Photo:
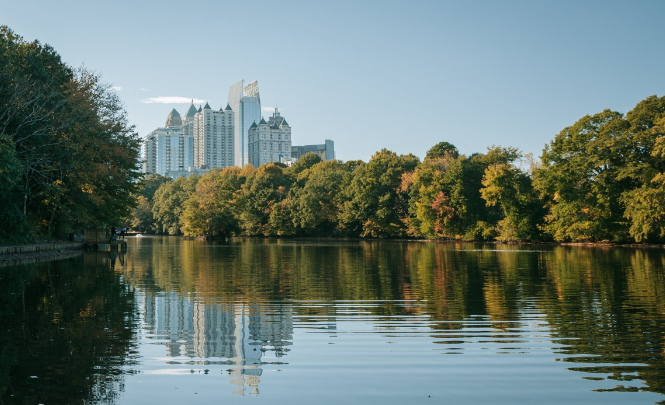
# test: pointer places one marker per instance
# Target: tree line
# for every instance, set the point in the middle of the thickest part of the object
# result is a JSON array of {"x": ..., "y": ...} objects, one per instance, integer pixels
[
  {"x": 69, "y": 160},
  {"x": 601, "y": 179}
]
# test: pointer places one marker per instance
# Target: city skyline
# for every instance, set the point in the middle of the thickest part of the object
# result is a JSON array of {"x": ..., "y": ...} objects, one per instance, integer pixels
[{"x": 405, "y": 76}]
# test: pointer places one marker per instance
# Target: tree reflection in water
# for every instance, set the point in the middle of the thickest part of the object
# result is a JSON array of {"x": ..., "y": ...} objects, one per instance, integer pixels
[
  {"x": 236, "y": 307},
  {"x": 68, "y": 333}
]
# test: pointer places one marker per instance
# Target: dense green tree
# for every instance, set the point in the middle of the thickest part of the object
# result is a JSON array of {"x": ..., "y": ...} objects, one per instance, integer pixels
[
  {"x": 13, "y": 227},
  {"x": 77, "y": 154},
  {"x": 318, "y": 201},
  {"x": 265, "y": 187},
  {"x": 305, "y": 162},
  {"x": 141, "y": 217},
  {"x": 212, "y": 210},
  {"x": 375, "y": 203},
  {"x": 509, "y": 188},
  {"x": 581, "y": 179},
  {"x": 169, "y": 202},
  {"x": 442, "y": 149},
  {"x": 644, "y": 150}
]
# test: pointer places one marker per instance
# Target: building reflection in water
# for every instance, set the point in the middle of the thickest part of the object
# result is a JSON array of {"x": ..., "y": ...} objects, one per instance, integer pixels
[{"x": 236, "y": 333}]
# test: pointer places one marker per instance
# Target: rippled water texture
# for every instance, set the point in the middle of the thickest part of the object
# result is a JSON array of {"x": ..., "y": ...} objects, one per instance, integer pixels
[{"x": 287, "y": 321}]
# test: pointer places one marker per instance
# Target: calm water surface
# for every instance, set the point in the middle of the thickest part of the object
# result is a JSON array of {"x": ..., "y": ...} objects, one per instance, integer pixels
[{"x": 286, "y": 321}]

________________________

▶ _Written problem_
Retype every entry verbatim and exclude the pictures from the copy.

▶ _Reply to the exercise_
Photo:
# test: pointer places one marker per instance
# Target: tree line
# for every instance, set the point in the middle of the thickest part of the object
# result is a JSON array of {"x": ..., "y": ...} objects, one per instance, integer pixels
[
  {"x": 69, "y": 160},
  {"x": 601, "y": 179}
]
# test: pointer places one marker per instance
# Target: city skyline
# for every instance, set the point in the middle of the thickest part of the object
# result is a JSON array of {"x": ..., "y": ...} objects, one per instance, integer pixels
[{"x": 405, "y": 76}]
# test: pointer places one marker per instance
# Target: tree reflection in water
# for every instance, set the point in the middle of the thickest part of the object
# result is a JSON array of {"x": ..., "y": ...} objects, one per instance, integer pixels
[
  {"x": 236, "y": 307},
  {"x": 68, "y": 333}
]
# test: pointer places one marker per instance
# Target: dense green tree
# for every instance, set the point in the middle of the thickest part of the object
# result is a JSON array of {"x": ..., "y": ...} objects, one per instance, integer pixels
[
  {"x": 13, "y": 227},
  {"x": 77, "y": 154},
  {"x": 318, "y": 201},
  {"x": 265, "y": 187},
  {"x": 305, "y": 162},
  {"x": 141, "y": 217},
  {"x": 212, "y": 210},
  {"x": 375, "y": 203},
  {"x": 509, "y": 188},
  {"x": 581, "y": 179},
  {"x": 169, "y": 202},
  {"x": 442, "y": 149},
  {"x": 644, "y": 150}
]
# test: pointer places one marker per instance
# Target: building reflection in water
# for every instance, set the point in the middle of the thickest part of the object
# result is a JSON array of {"x": ..., "y": ...} objects, one per instance, integer pixels
[{"x": 236, "y": 333}]
# test: pointer places one marker per instance
# Target: rippled water texture
# for every instance, set the point in the middle of the thickest part of the object
# result is a JSON array of {"x": ..., "y": ...} objects, one per instance, integer pixels
[{"x": 287, "y": 321}]
# test: pointer places one marker per instance
# Target: calm water surface
# for every instance, set the point in the middle of the thickest part of the object
# result is a JSON array of {"x": ..., "y": ...} objects, one per instance, integer pixels
[{"x": 286, "y": 321}]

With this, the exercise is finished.